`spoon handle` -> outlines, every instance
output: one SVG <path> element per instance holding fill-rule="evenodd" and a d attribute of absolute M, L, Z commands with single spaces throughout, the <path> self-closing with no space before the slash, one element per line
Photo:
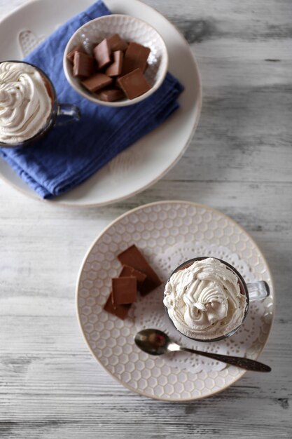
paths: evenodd
<path fill-rule="evenodd" d="M 231 364 L 233 366 L 237 366 L 237 367 L 242 367 L 242 369 L 246 369 L 246 370 L 253 370 L 255 372 L 270 372 L 272 369 L 270 366 L 255 361 L 254 360 L 250 360 L 249 358 L 244 358 L 243 357 L 233 357 L 228 355 L 223 355 L 221 353 L 212 353 L 211 352 L 203 352 L 202 351 L 195 351 L 195 349 L 189 349 L 188 348 L 180 349 L 181 351 L 186 351 L 186 352 L 191 352 L 192 353 L 197 353 L 198 355 L 204 356 L 204 357 L 209 357 L 209 358 L 214 358 L 218 361 L 223 361 L 228 364 Z"/>

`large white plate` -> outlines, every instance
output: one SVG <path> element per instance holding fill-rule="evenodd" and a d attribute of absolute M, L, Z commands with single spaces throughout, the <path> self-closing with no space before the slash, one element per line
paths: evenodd
<path fill-rule="evenodd" d="M 137 327 L 132 315 L 121 320 L 103 309 L 111 278 L 120 271 L 117 255 L 121 251 L 134 243 L 152 264 L 155 255 L 174 242 L 188 244 L 190 240 L 227 247 L 249 265 L 255 278 L 267 282 L 270 296 L 263 301 L 263 326 L 246 356 L 256 359 L 269 336 L 273 282 L 263 254 L 245 230 L 218 210 L 195 203 L 162 201 L 130 210 L 108 226 L 89 249 L 77 282 L 76 306 L 81 331 L 97 360 L 125 387 L 144 396 L 167 401 L 200 399 L 223 391 L 245 373 L 235 366 L 198 373 L 172 367 L 163 356 L 149 356 L 135 346 Z"/>
<path fill-rule="evenodd" d="M 0 59 L 21 59 L 19 34 L 25 30 L 42 38 L 72 15 L 86 8 L 90 0 L 32 1 L 0 23 Z M 197 125 L 202 104 L 199 70 L 189 46 L 179 31 L 158 12 L 138 0 L 105 0 L 115 13 L 128 14 L 148 22 L 165 41 L 169 71 L 185 86 L 180 109 L 162 126 L 119 154 L 107 166 L 54 202 L 74 205 L 102 205 L 131 196 L 153 184 L 178 161 Z M 34 192 L 0 159 L 0 177 L 27 195 Z"/>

EXERCISE GOAL:
Reproduce the listing above line for line, with no changes, but omit the pictures.

ANSWER TO THIS PROBLEM:
`spoon handle` -> outlines, every instance
output: one SVG <path> element per instance holding fill-rule="evenodd" and a d attribute of absolute M, L, Z commands with single spaces throughout, the <path> self-closing with no space before the slash, one element per line
Photo:
paths: evenodd
<path fill-rule="evenodd" d="M 231 364 L 233 366 L 237 366 L 237 367 L 242 367 L 242 369 L 246 369 L 246 370 L 253 370 L 255 372 L 270 372 L 272 369 L 270 366 L 255 361 L 254 360 L 250 360 L 249 358 L 244 358 L 243 357 L 233 357 L 228 355 L 223 355 L 221 353 L 212 353 L 211 352 L 203 352 L 202 351 L 195 351 L 195 349 L 189 349 L 188 348 L 180 349 L 181 351 L 186 351 L 186 352 L 191 352 L 192 353 L 197 353 L 198 355 L 204 356 L 204 357 L 209 357 L 209 358 L 214 358 L 218 361 L 223 361 L 228 364 Z"/>

`large white plate` -> outlines, every instance
output: one SVG <path> element per instance holding fill-rule="evenodd" and a d attribute of absolute M, L, Z commands with single spaces throughout, the <path> self-closing with no space before the slash, one element per line
paths: evenodd
<path fill-rule="evenodd" d="M 137 327 L 132 315 L 121 320 L 103 309 L 111 278 L 120 271 L 117 255 L 121 251 L 134 243 L 152 264 L 155 255 L 174 242 L 188 244 L 190 240 L 227 247 L 249 265 L 255 278 L 267 282 L 270 296 L 263 301 L 263 326 L 246 356 L 256 359 L 269 336 L 273 282 L 263 254 L 245 230 L 218 210 L 195 203 L 162 201 L 130 210 L 108 226 L 89 249 L 77 282 L 76 306 L 81 331 L 97 360 L 125 387 L 144 396 L 167 401 L 200 399 L 223 391 L 245 373 L 235 366 L 198 373 L 172 367 L 163 356 L 149 356 L 135 346 Z"/>
<path fill-rule="evenodd" d="M 0 59 L 21 59 L 19 34 L 25 30 L 42 38 L 72 15 L 86 8 L 90 0 L 32 1 L 0 23 Z M 197 125 L 202 104 L 199 70 L 189 46 L 179 31 L 158 12 L 138 0 L 105 0 L 115 13 L 128 14 L 148 22 L 165 41 L 169 71 L 185 86 L 180 109 L 162 126 L 119 154 L 107 166 L 54 202 L 74 205 L 102 205 L 131 196 L 153 184 L 178 161 Z M 34 192 L 0 159 L 0 177 L 27 195 Z"/>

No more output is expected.